Why not Bacon?

Although Oxford appears to be in the lead today, the first candidate, Francis Bacon, is still hanging in in a highly-visible second place, promoted by leading voices like Shakespearean actor-director Mark Rylance.  This is largely due to the fact, ignored by many Oxfordians, that so much of the most important authorship research of the past hundred years has been done by Baconians.  They gave the question its first big push in the mid-19th century; not only to reveal the Stratford cover story for what it is––or rather, isn’t––they were also the first to make the argument that the same mind that created the Shakespeare canon created the Robert Greene canon, plus a number of other works  now seen as Shakespeare’s juvenilia.  Baconians were the first to argue that Francis Bacon was responsible for the Spenser and Nashe canons.  They were wrong about Shakespeare (most of their research took place before Looney), but they were right about almost everything else.

To the general reader, as an historic figure Bacon may seem a more attractive candidate than Oxford.  Despite the drubbing he was given by early 19th-century historians like Macaulay, there’s no way that the Stratfordians can take away Bacon’s international standing as the founder of our modern philosophy of science.  Because his reputation on the Continent was never diminished by the sneers of homophobic late 19th-century historians as it was in England; throughout the rest of Europe he remains one of the great minds of the Renaissance.  And while Oxford is a minor figure in European history, English history continues to see him as nothing more than an ungrateful ward and son-in-law of the great Lord Burghley, and a cruel husband to his wife.

Oxford’s name is rarely mentioned by English historians except in passing and always with some negative epithet like notorious, prodigal, or wastrel.  When Lawrence Stone chose, in his 1965 book The Crisis of the Aristocracy, to make Oxford his prime example of the numerous 16th-century aristocrats who lost their patrimonies to the rising tide of modern capitalism, he couldn’t resist a donnish tut-tutting over the vendetta caused by de Vere’s affair with Ann Vavasor, adding a gratuitous “violent” to the usual list of anti-Oxford adjectives, further amplified in recent years by the rabidly Stratfordian Alan Nelson.

• Shape boundary entries:
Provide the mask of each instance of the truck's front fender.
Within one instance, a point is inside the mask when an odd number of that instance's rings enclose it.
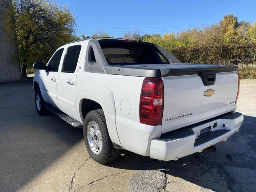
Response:
[[[111,141],[122,147],[119,140],[116,125],[116,108],[112,91],[106,87],[96,85],[86,85],[80,87],[77,92],[76,99],[76,111],[79,120],[83,122],[81,115],[82,102],[83,99],[87,99],[98,103],[104,112],[108,130]],[[78,107],[79,106],[79,107]]]

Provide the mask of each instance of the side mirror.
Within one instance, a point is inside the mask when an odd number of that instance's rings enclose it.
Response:
[[[38,61],[33,64],[33,68],[35,69],[46,69],[46,67],[44,62]]]

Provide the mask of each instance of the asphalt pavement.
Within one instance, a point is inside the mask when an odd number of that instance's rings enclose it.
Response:
[[[242,80],[239,132],[217,152],[177,161],[126,151],[106,165],[86,151],[82,129],[36,110],[32,82],[0,85],[0,191],[256,192],[256,80]]]

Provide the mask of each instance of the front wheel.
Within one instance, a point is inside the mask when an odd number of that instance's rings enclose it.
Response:
[[[90,156],[99,163],[110,162],[120,154],[121,150],[116,149],[110,140],[102,109],[91,111],[86,115],[84,122],[84,138]]]
[[[45,107],[47,103],[44,100],[39,88],[35,91],[35,103],[36,111],[39,114],[45,115],[48,113],[48,110]]]

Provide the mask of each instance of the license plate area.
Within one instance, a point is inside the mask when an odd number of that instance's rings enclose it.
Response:
[[[203,129],[201,129],[200,130],[199,135],[198,135],[198,136],[200,137],[210,132],[211,131],[211,131],[211,126],[209,126],[209,127],[206,127],[205,128],[204,128]]]

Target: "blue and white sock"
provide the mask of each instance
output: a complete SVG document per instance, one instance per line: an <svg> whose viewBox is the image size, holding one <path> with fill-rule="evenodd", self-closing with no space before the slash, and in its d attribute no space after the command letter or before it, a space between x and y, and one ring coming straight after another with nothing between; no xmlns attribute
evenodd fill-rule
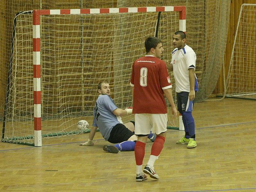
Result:
<svg viewBox="0 0 256 192"><path fill-rule="evenodd" d="M118 148L120 151L134 151L134 148L136 143L134 141L126 141L114 145Z"/></svg>

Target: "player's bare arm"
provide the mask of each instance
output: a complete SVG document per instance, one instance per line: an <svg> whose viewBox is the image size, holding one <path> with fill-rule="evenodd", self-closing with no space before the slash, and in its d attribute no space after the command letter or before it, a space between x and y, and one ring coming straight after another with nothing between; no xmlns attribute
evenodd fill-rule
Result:
<svg viewBox="0 0 256 192"><path fill-rule="evenodd" d="M188 77L190 86L190 92L188 94L188 97L190 100L193 100L196 97L195 92L195 69L188 69Z"/></svg>
<svg viewBox="0 0 256 192"><path fill-rule="evenodd" d="M116 116L122 116L126 115L130 115L132 113L132 109L128 108L125 109L120 108L116 109L112 112L113 114Z"/></svg>
<svg viewBox="0 0 256 192"><path fill-rule="evenodd" d="M168 60L163 60L165 63L167 69L171 71L173 71L173 68L172 67L172 64L171 63L170 61Z"/></svg>
<svg viewBox="0 0 256 192"><path fill-rule="evenodd" d="M167 99L171 104L172 107L172 115L173 118L176 118L177 117L177 113L178 111L175 107L175 104L173 101L173 98L172 97L172 89L171 88L166 89L163 90L164 92L165 95Z"/></svg>

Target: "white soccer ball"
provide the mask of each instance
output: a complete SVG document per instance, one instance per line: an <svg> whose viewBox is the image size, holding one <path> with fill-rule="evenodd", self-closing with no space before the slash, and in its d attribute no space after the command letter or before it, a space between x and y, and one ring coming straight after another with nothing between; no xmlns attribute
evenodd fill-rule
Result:
<svg viewBox="0 0 256 192"><path fill-rule="evenodd" d="M81 132L87 131L89 129L89 124L85 120L81 120L76 124L77 129Z"/></svg>

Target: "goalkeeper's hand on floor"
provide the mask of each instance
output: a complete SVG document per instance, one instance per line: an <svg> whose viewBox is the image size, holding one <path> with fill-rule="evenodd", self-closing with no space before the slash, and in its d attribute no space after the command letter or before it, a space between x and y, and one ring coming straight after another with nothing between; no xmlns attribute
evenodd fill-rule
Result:
<svg viewBox="0 0 256 192"><path fill-rule="evenodd" d="M132 113L132 107L129 107L125 108L124 109L127 112L127 115L130 115Z"/></svg>
<svg viewBox="0 0 256 192"><path fill-rule="evenodd" d="M93 145L93 142L92 140L91 140L90 139L88 139L86 142L85 143L80 143L79 145L85 146L92 146Z"/></svg>

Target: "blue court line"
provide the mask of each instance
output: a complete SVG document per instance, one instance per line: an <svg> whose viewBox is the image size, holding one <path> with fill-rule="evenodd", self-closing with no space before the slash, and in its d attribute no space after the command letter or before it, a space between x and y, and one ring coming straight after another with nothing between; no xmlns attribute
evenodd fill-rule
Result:
<svg viewBox="0 0 256 192"><path fill-rule="evenodd" d="M206 190L205 191L182 191L180 192L206 192L207 191L238 191L238 190L251 190L256 189L256 188L241 188L240 189L220 189L218 190Z"/></svg>
<svg viewBox="0 0 256 192"><path fill-rule="evenodd" d="M239 125L239 124L248 124L250 123L256 123L256 121L251 121L250 122L245 122L244 123L232 123L232 124L222 124L222 125L214 125L213 126L211 126L210 127L201 127L200 128L196 128L196 129L207 129L208 128L212 128L214 127L225 127L226 126L229 126L230 125ZM175 131L179 131L180 130L172 130L171 131L168 131L168 132L171 132ZM105 140L104 139L96 139L93 140L94 141L99 141L99 140ZM64 145L65 144L70 144L72 143L81 143L83 141L76 141L75 142L70 142L69 143L58 143L57 144L51 144L50 145L43 145L41 147L47 147L49 146L53 146L54 145ZM17 145L17 144L16 144ZM19 145L18 144L18 145ZM37 147L35 147L34 146L31 146L30 147L25 147L23 148L16 148L15 149L3 149L2 150L0 150L0 152L1 152L2 151L11 151L12 150L16 150L17 149L29 149L31 148L36 148Z"/></svg>

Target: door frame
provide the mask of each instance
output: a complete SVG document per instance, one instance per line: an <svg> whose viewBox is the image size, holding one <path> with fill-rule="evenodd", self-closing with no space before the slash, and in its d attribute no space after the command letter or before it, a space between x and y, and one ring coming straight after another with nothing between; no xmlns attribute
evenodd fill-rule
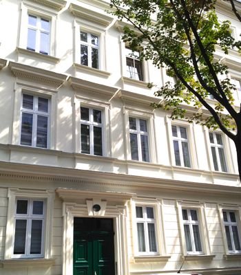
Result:
<svg viewBox="0 0 241 275"><path fill-rule="evenodd" d="M127 204L135 194L62 188L56 192L63 200L63 275L73 275L74 217L113 219L115 275L127 275ZM90 205L96 201L103 202L99 215L90 211Z"/></svg>

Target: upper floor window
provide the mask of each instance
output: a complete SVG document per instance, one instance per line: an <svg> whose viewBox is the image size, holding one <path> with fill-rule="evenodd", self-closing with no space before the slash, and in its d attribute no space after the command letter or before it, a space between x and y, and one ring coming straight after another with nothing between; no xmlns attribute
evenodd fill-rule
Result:
<svg viewBox="0 0 241 275"><path fill-rule="evenodd" d="M99 37L81 31L81 63L99 69Z"/></svg>
<svg viewBox="0 0 241 275"><path fill-rule="evenodd" d="M198 212L193 209L182 209L182 213L187 252L200 253L202 248Z"/></svg>
<svg viewBox="0 0 241 275"><path fill-rule="evenodd" d="M214 169L216 171L227 172L221 134L209 132L209 140Z"/></svg>
<svg viewBox="0 0 241 275"><path fill-rule="evenodd" d="M136 80L143 80L143 64L140 60L140 52L125 48L127 76Z"/></svg>
<svg viewBox="0 0 241 275"><path fill-rule="evenodd" d="M50 54L50 21L28 14L27 49L43 54Z"/></svg>
<svg viewBox="0 0 241 275"><path fill-rule="evenodd" d="M13 256L43 256L45 202L41 199L17 199L14 214Z"/></svg>
<svg viewBox="0 0 241 275"><path fill-rule="evenodd" d="M222 214L228 250L230 252L240 253L240 236L239 234L236 213L234 211L223 210Z"/></svg>
<svg viewBox="0 0 241 275"><path fill-rule="evenodd" d="M81 151L103 155L102 111L81 107Z"/></svg>
<svg viewBox="0 0 241 275"><path fill-rule="evenodd" d="M136 206L137 239L139 252L156 252L154 209Z"/></svg>
<svg viewBox="0 0 241 275"><path fill-rule="evenodd" d="M176 165L191 167L187 129L172 125L171 131Z"/></svg>
<svg viewBox="0 0 241 275"><path fill-rule="evenodd" d="M49 119L50 100L23 94L20 144L47 148Z"/></svg>
<svg viewBox="0 0 241 275"><path fill-rule="evenodd" d="M129 118L132 160L149 162L147 122L136 118Z"/></svg>

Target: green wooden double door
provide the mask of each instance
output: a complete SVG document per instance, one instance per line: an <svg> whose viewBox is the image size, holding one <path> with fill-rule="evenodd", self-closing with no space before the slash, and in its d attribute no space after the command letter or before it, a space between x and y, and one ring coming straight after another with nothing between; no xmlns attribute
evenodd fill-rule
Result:
<svg viewBox="0 0 241 275"><path fill-rule="evenodd" d="M74 218L74 275L114 275L113 220Z"/></svg>

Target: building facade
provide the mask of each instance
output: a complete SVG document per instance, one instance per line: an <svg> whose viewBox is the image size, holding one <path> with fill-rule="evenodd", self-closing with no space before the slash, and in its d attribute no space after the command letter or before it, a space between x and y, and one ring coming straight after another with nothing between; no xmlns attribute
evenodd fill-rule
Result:
<svg viewBox="0 0 241 275"><path fill-rule="evenodd" d="M234 144L150 107L147 84L174 80L108 9L0 1L0 274L241 274ZM238 107L240 56L222 54Z"/></svg>

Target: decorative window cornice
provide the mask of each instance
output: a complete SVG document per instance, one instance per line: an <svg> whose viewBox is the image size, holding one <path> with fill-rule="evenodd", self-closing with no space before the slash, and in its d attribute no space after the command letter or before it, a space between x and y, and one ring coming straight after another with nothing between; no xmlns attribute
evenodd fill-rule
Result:
<svg viewBox="0 0 241 275"><path fill-rule="evenodd" d="M18 78L43 84L57 89L63 85L67 76L32 66L10 62L12 74Z"/></svg>
<svg viewBox="0 0 241 275"><path fill-rule="evenodd" d="M103 27L107 27L113 18L107 15L90 10L81 6L70 4L69 10L76 17L86 20Z"/></svg>
<svg viewBox="0 0 241 275"><path fill-rule="evenodd" d="M66 5L65 0L31 0L32 2L45 6L48 8L56 10L62 10Z"/></svg>

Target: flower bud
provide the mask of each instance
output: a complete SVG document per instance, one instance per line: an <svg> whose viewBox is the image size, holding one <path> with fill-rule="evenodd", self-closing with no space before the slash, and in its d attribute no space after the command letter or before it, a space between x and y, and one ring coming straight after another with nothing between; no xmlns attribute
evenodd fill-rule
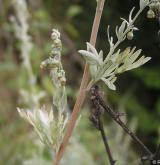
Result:
<svg viewBox="0 0 160 165"><path fill-rule="evenodd" d="M66 85L66 78L65 77L61 77L60 78L60 82L61 82L62 86Z"/></svg>
<svg viewBox="0 0 160 165"><path fill-rule="evenodd" d="M147 12L147 18L149 18L149 19L152 19L152 18L155 18L155 13L154 13L154 11L153 10L148 10L148 12Z"/></svg>
<svg viewBox="0 0 160 165"><path fill-rule="evenodd" d="M132 31L130 31L130 32L127 33L127 39L128 39L128 40L132 40L133 37L134 37L134 34L133 34Z"/></svg>

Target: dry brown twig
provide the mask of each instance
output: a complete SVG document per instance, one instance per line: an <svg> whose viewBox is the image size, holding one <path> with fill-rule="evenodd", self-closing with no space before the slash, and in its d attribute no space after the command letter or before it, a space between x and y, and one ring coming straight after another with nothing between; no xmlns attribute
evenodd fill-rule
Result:
<svg viewBox="0 0 160 165"><path fill-rule="evenodd" d="M91 38L90 38L90 43L93 46L95 46L95 44L96 44L96 39L97 39L97 34L98 34L98 29L99 29L99 25L100 25L100 20L101 20L101 16L102 16L104 3L105 3L105 0L98 0L98 2L97 2L97 8L96 8L96 13L95 13L94 23L92 26ZM73 129L75 127L75 124L76 124L76 121L78 118L78 114L80 112L80 109L81 109L83 102L85 100L85 97L86 97L86 87L88 85L88 82L89 82L89 66L86 63L83 78L82 78L80 89L79 89L79 94L78 94L76 103L74 105L70 120L68 122L68 125L66 128L66 134L64 136L63 142L62 142L62 144L59 148L59 151L56 154L55 160L53 162L54 165L58 165L60 163L60 160L65 151L65 148L69 142L69 138L72 135Z"/></svg>

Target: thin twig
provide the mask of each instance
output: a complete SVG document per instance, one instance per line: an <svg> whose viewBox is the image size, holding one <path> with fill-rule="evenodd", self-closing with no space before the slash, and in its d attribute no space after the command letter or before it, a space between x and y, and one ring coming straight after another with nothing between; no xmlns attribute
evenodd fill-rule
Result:
<svg viewBox="0 0 160 165"><path fill-rule="evenodd" d="M104 132L103 123L102 123L100 117L99 117L99 128L100 128L100 131L101 131L101 135L102 135L102 138L103 138L103 142L104 142L104 145L105 145L105 148L106 148L107 155L109 157L110 164L115 165L116 161L112 157L111 150L110 150L110 147L109 147L109 144L108 144L108 140L107 140L107 137L106 137L105 132Z"/></svg>
<svg viewBox="0 0 160 165"><path fill-rule="evenodd" d="M101 116L104 113L103 108L99 105L99 101L97 100L97 98L94 96L94 88L91 88L91 101L94 105L94 108L91 112L91 116L90 116L90 120L93 123L93 125L100 131L102 139L103 139L103 143L106 149L106 153L107 156L109 158L110 164L111 165L115 165L115 160L112 157L112 153L108 144L108 139L107 136L105 134L104 131L104 127L103 127L103 122L101 121Z"/></svg>
<svg viewBox="0 0 160 165"><path fill-rule="evenodd" d="M94 89L94 90L93 90ZM99 92L99 88L98 86L95 86L94 88L92 88L92 90L94 91L94 97L96 97L96 99L99 102L99 105L101 107L103 107L104 111L107 112L109 114L109 116L133 139L133 141L135 141L136 143L138 143L142 149L144 150L144 152L148 155L148 157L151 159L153 157L152 152L144 145L144 143L127 127L127 125L120 119L120 115L119 113L113 111L110 107L108 107L103 98L100 96L100 92Z"/></svg>
<svg viewBox="0 0 160 165"><path fill-rule="evenodd" d="M101 20L101 16L102 16L104 3L105 3L105 0L98 0L98 2L97 2L97 8L96 8L94 23L92 26L91 39L90 39L90 43L93 46L95 46L95 44L96 44L96 39L97 39L97 34L98 34L98 29L99 29L99 24L100 24L100 20ZM75 127L75 124L76 124L76 121L78 118L78 114L80 112L80 109L81 109L83 102L85 100L85 97L86 97L86 87L88 85L88 82L89 82L89 66L86 63L79 94L78 94L76 103L74 105L73 112L71 114L69 123L67 125L66 134L64 136L63 142L59 148L59 151L57 152L55 161L53 162L54 165L59 164L59 162L64 154L65 148L68 144L69 138L72 135L73 129Z"/></svg>

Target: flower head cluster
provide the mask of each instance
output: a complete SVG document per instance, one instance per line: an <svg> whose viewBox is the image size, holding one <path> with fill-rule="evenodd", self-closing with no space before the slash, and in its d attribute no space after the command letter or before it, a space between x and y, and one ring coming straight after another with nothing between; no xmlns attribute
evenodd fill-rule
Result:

• Task list:
a: Answer these questions about the essay on Bacon and the Shakespeare authorship question:
(i) Which Shakespearean actor-director is named as promoting Bacon?
(ii) Which early 19th-century historian is named as having given Bacon a drubbing?
(iii) In what year did Lawrence Stone publish The Crisis of the Aristocracy?
b: Return, word for word, the passage of the essay on Bacon and the Shakespeare authorship question that starts at the words "To the general" and stops after "to his wife.".
c: Write the next part of the essay on Bacon and the Shakespeare authorship question, starting after its last sentence.

• Answers by task:
a:
(i) Mark Rylance
(ii) Macaulay
(iii) 1965

b:
To the general reader, as an historic figure Bacon may seem a more attractive candidate than Oxford.  Despite the drubbing he was given by early 19th-century historians like Macaulay, there’s no way that the Stratfordians can take away Bacon’s international standing as the founder of our modern philosophy of science.  Because his reputation on the Continent was never diminished by the sneers of homophobic late 19th-century historians as it was in England; throughout the rest of Europe he remains one of the great minds of the Renaissance.  And while Oxford is a minor figure in European history, English history continues to see him as nothing more than an ungrateful ward and son-in-law of the great Lord Burghley, and a cruel husband to his wife.

c:
Neither is it his credentials that puts Oxford’s claim before that of Bacon.  While Francis is known both for his voluminous writing and for an education that gives him most of what’s required to support the Bard’s astonishing erudition, all we have of Oxford’s writing that we can be absolutely certain of are a handful of juvenile poems and his personal letters to his in-laws.  As for his erudition, until I began to publicize Oxford’s learning years with Sir Thomas  Smith, little was known, or at least published, about the true source and dimension of his education.  Despite the fact that I began to lecture and publish about this in the mid-to-late ’90s, it is only now that I’m beginning to see Oxford’s true education mentioned here and there on the internet (and never yet in any publication other than my own).

Shared anomalies

The issue becomes even more complicated when we begin comparing their careers, for there too the cousins share characteristics that makes it hard for readers to make a definitive choice.  First is the fact that, for both, their primary claim to authorship of Shakespeare and other literary works of the period is an anomaly the size of Texas.  Historians, fearful of being charged with conjecture, prefer to ignore anomalies, but like the dog that didn’t bark in the night in Conan Doyle’s Silver Blaze, or the deviations in the orbit of Uranus that signaled to questioning astronomers that some large celestial body lay beyond Uranus (which turned out to be the planet Neptune), when anomalies are closely examined they usually reveal a previously hidden or unknown reality.

Bacon’s big anomaly is the fact that he published nothing at all (under his own name) until he was 35 years old.  For this prodigiously gifted wordsmith, who basically had no real job until he was in his late 30s, that at this moment in history, the very dawn of the English Literary Renaissance, when publishing was just beginning to expand into a vehicle for genuine literature, to have published nothing until he was 35 is an anomaly of vast proportions.  That this dog didn’t bark in the night should have been a reason for questioning long since, but historians are more inclined to play Inspector Lestrade than Sherlock Holmes.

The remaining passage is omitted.